Vorliegender Text:
● ● ● ● ● ● ●
Mittwoch, 7. Juli 2021

Manchester By The Sea (2016)

https://www.imdb.com/title/tt4034228/

Der einsame und schweigsame Lee Chandler (Casey Affleck), als Handwerker für einen Bostoner Wohnblock zuständig, wird von einer erschütternden Nachricht aus dem Alltag gerissen: Sein Bruder Joe (Kyle Chandler) ist plötzlich gestorben. Nach dem überraschenden Tod soll sich Lee um Joes 16-jährigen Sohn Patrick (Lucas Hedges) kümmern. Dafür zieht er von Boston zurück in seine Heimat, die Hafenstadt Manchester an der amerikanischen Ostküste. Doch muss er dort nicht nur Ersatzvater für einen Teenager sein, ohne so was jemals zuvor gemacht zu haben, sondern trifft auch seine Ex-Frau Randi (Michelle Williams) wieder, mit der er früher chaotisch, aber glücklich zusammenlebte. Die alten Wunden beginnen, erneut zu schmerzen und Lee fängt an, sich zu fragen, was es braucht, mit der Vergangenheit ins Reine zu kommen - und was es braucht, eine gesunde Zukunft zu beginnen...
● ● ● ● ● ● ●
Kurze Aufgabe 1: Warum zieht Lee Chandler laut der Filmbeschreibung von Boston zurück nach Manchester? Antworte in ein bis drei Sätzen.
Kurze Aufgabe 2: Schreib aus der Filmbeschreibung den Abschnitt ab, der mit „Der einsame und“ beginnt und bis einschließlich „Zukunft zu beginnen...“ reicht.
Kurze Aufgabe 3: Nenne alle Schauspielerinnen und Schauspieler, deren Namen in der Filmbeschreibung in Klammern hinter einer Rolle stehen.

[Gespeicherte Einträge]
● ● ● ● ● ● ●
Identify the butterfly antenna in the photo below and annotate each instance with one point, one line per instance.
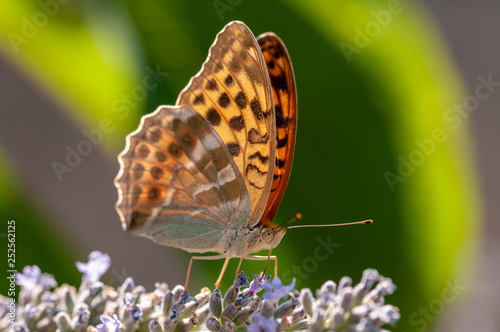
(366, 222)
(298, 216)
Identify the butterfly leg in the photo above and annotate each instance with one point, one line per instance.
(217, 283)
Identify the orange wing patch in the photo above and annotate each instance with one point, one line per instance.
(284, 90)
(233, 92)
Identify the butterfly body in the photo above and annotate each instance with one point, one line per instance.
(208, 174)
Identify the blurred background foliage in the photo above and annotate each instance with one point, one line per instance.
(361, 112)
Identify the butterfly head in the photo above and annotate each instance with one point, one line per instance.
(271, 236)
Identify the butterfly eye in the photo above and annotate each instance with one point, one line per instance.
(267, 234)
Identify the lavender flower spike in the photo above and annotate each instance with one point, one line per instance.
(109, 324)
(97, 265)
(275, 290)
(262, 324)
(32, 276)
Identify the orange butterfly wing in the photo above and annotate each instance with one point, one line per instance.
(284, 90)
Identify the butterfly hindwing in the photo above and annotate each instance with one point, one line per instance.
(284, 90)
(233, 92)
(178, 183)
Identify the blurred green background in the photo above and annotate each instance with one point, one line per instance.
(378, 138)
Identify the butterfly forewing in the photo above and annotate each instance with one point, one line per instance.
(178, 184)
(232, 91)
(284, 90)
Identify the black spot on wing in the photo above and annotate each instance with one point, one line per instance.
(213, 117)
(234, 149)
(224, 100)
(237, 123)
(263, 159)
(256, 109)
(255, 138)
(241, 100)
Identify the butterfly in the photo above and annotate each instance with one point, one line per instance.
(208, 174)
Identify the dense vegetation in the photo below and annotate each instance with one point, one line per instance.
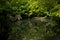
(11, 11)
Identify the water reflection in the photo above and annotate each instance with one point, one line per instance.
(31, 30)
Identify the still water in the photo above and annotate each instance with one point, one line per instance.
(32, 30)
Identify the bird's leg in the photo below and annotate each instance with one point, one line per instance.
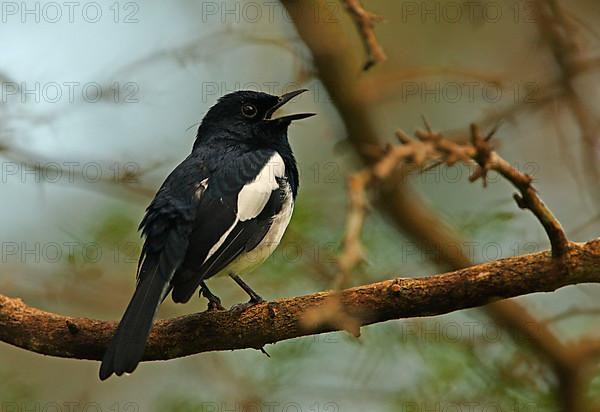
(254, 297)
(214, 303)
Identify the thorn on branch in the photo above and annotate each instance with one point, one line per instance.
(365, 22)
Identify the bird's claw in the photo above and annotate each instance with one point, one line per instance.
(240, 307)
(214, 302)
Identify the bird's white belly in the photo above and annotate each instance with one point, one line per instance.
(247, 262)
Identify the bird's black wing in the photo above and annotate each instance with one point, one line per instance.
(166, 227)
(237, 211)
(207, 212)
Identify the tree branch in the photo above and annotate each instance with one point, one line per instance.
(51, 334)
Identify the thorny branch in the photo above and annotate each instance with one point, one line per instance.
(365, 22)
(81, 338)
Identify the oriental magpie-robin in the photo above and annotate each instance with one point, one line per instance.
(223, 210)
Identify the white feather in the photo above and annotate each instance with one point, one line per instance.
(254, 196)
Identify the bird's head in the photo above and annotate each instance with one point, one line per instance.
(248, 116)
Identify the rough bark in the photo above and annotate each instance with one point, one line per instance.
(51, 334)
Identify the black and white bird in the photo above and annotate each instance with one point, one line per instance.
(223, 210)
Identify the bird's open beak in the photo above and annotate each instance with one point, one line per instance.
(283, 99)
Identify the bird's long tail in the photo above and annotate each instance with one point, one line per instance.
(127, 347)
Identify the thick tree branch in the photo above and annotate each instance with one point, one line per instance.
(81, 338)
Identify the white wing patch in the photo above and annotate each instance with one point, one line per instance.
(254, 196)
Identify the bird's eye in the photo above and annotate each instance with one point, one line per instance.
(249, 110)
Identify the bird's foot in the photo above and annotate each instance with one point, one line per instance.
(214, 302)
(240, 307)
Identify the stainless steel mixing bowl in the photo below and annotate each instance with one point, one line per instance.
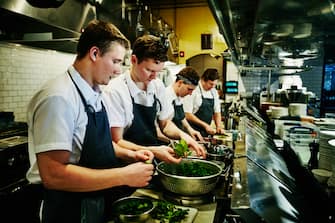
(189, 185)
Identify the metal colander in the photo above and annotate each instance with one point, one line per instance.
(188, 185)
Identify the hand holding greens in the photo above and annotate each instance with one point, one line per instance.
(181, 148)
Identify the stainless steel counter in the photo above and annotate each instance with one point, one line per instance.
(204, 212)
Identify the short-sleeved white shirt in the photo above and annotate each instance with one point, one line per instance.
(192, 103)
(118, 91)
(57, 119)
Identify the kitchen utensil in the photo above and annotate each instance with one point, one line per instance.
(189, 185)
(218, 152)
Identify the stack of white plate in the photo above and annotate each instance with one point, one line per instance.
(277, 112)
(327, 150)
(297, 109)
(325, 123)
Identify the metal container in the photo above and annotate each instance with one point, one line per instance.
(218, 152)
(123, 206)
(189, 185)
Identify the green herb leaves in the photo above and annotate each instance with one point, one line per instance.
(166, 212)
(181, 148)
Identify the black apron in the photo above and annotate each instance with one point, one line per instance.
(205, 113)
(179, 115)
(98, 153)
(143, 129)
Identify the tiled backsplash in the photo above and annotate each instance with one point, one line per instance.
(23, 70)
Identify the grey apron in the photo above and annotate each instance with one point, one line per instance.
(98, 153)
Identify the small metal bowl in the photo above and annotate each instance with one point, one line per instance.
(133, 209)
(218, 152)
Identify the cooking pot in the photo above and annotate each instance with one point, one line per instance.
(218, 152)
(177, 182)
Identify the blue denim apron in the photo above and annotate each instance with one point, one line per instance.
(205, 113)
(179, 115)
(98, 153)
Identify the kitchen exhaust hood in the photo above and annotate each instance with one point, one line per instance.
(48, 24)
(275, 34)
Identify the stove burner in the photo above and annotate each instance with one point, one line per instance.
(188, 200)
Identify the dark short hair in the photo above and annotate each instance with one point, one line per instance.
(102, 35)
(188, 75)
(210, 74)
(149, 47)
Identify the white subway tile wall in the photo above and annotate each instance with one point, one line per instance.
(23, 70)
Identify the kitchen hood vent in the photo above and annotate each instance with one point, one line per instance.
(47, 24)
(267, 33)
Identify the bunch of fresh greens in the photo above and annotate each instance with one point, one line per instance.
(181, 148)
(167, 212)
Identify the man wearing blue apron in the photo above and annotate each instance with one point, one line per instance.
(70, 145)
(203, 105)
(186, 81)
(138, 103)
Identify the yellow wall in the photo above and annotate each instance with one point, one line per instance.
(189, 24)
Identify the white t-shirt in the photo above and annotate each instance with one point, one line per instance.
(57, 119)
(121, 107)
(193, 102)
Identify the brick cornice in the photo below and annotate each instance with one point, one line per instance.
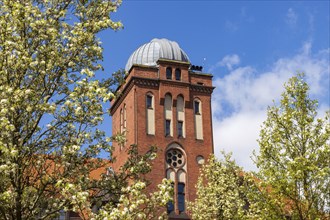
(202, 89)
(154, 83)
(135, 80)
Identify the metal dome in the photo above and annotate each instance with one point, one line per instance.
(149, 53)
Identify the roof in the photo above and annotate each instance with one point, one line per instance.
(148, 54)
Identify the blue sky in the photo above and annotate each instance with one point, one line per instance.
(251, 48)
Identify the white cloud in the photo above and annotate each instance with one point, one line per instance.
(291, 17)
(228, 61)
(231, 26)
(241, 98)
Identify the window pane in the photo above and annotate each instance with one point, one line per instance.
(181, 196)
(178, 74)
(170, 207)
(196, 107)
(168, 73)
(149, 101)
(180, 128)
(167, 127)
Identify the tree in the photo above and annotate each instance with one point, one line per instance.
(294, 157)
(220, 191)
(50, 107)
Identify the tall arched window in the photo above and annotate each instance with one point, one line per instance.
(177, 74)
(180, 117)
(121, 121)
(168, 73)
(150, 113)
(176, 167)
(198, 119)
(168, 115)
(124, 118)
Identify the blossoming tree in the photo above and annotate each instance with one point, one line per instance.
(294, 156)
(50, 107)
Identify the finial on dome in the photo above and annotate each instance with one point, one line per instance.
(149, 53)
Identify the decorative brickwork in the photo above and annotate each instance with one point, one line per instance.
(143, 80)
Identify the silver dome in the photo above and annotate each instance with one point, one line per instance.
(149, 53)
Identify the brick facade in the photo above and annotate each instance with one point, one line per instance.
(144, 79)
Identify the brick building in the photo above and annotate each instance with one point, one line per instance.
(165, 101)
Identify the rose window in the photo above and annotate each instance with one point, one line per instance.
(175, 158)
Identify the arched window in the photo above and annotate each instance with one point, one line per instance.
(198, 119)
(176, 166)
(150, 113)
(121, 121)
(168, 115)
(180, 117)
(177, 74)
(125, 118)
(168, 73)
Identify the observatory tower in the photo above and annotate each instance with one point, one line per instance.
(165, 101)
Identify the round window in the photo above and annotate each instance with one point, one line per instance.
(175, 158)
(200, 160)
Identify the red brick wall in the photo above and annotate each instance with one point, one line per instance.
(136, 121)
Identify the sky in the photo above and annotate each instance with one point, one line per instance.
(250, 47)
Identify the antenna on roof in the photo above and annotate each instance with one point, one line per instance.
(196, 68)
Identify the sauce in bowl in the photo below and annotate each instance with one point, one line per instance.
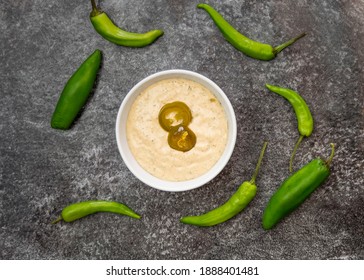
(148, 141)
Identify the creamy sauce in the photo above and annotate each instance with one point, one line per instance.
(148, 140)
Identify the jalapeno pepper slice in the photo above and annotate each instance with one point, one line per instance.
(174, 114)
(181, 138)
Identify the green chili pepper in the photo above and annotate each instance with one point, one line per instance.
(242, 43)
(107, 29)
(82, 209)
(76, 92)
(303, 115)
(236, 203)
(295, 190)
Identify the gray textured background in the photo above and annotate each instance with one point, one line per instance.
(42, 170)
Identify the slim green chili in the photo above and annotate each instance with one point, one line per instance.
(236, 203)
(76, 92)
(249, 47)
(296, 189)
(82, 209)
(107, 29)
(303, 115)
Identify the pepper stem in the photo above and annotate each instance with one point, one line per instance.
(279, 48)
(294, 153)
(57, 220)
(95, 11)
(252, 181)
(328, 162)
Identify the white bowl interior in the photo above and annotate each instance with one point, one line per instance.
(128, 157)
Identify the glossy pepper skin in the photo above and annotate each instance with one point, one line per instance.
(235, 204)
(107, 29)
(249, 47)
(295, 190)
(303, 115)
(82, 209)
(76, 92)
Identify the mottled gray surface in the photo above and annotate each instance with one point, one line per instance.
(42, 169)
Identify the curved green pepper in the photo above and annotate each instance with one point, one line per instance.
(82, 209)
(236, 203)
(249, 47)
(76, 92)
(107, 29)
(303, 115)
(295, 190)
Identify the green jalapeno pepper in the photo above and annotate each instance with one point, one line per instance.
(303, 115)
(295, 190)
(82, 209)
(174, 114)
(107, 29)
(236, 203)
(249, 47)
(76, 92)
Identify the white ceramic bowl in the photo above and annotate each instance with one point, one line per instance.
(128, 157)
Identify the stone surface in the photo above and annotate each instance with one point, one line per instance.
(42, 170)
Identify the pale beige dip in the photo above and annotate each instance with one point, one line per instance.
(148, 141)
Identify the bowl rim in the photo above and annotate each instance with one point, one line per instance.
(141, 173)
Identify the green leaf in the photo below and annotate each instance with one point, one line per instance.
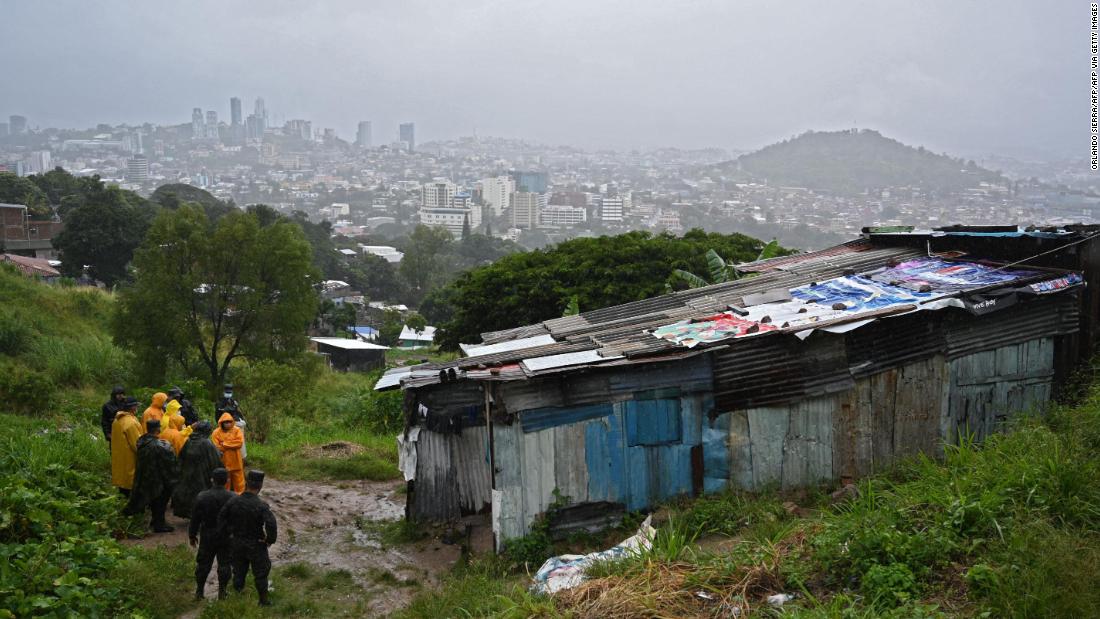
(690, 278)
(719, 271)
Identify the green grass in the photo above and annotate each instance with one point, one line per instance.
(1002, 529)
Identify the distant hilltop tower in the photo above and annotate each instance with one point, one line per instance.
(406, 133)
(363, 134)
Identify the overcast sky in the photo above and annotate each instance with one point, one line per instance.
● ● ● ● ● ● ●
Fertige Antwort 1: Nach dem plötzlichen Tod seines Bruders Joe soll Lee sich um dessen 16-jährigen Sohn Patrick kümmern. Dafür zieht er zurück in seine Heimat, die Hafenstadt Manchester an der amerikanischen Ostküste.

Fertige Antwort 2:
Der einsame und schweigsame Lee Chandler (Casey Affleck), als Handwerker für einen Bostoner Wohnblock zuständig, wird von einer erschütternden Nachricht aus dem Alltag gerissen: Sein Bruder Joe (Kyle Chandler) ist plötzlich gestorben. Nach dem überraschenden Tod soll sich Lee um Joes 16-jährigen Sohn Patrick (Lucas Hedges) kümmern. Dafür zieht er von Boston zurück in seine Heimat, die Hafenstadt Manchester an der amerikanischen Ostküste. Doch muss er dort nicht nur Ersatzvater für einen Teenager sein, ohne so was jemals zuvor gemacht zu haben, sondern trifft auch seine Ex-Frau Randi (Michelle Williams) wieder, mit der er früher chaotisch, aber glücklich zusammenlebte. Die alten Wunden beginnen, erneut zu schmerzen und Lee fängt an, sich zu fragen, was es braucht, mit der Vergangenheit ins Reine zu kommen - und was es braucht, eine gesunde Zukunft zu beginnen...

Fertige Antwort 3: Casey Affleck, Kyle Chandler, Lucas Hedges, Michelle Williams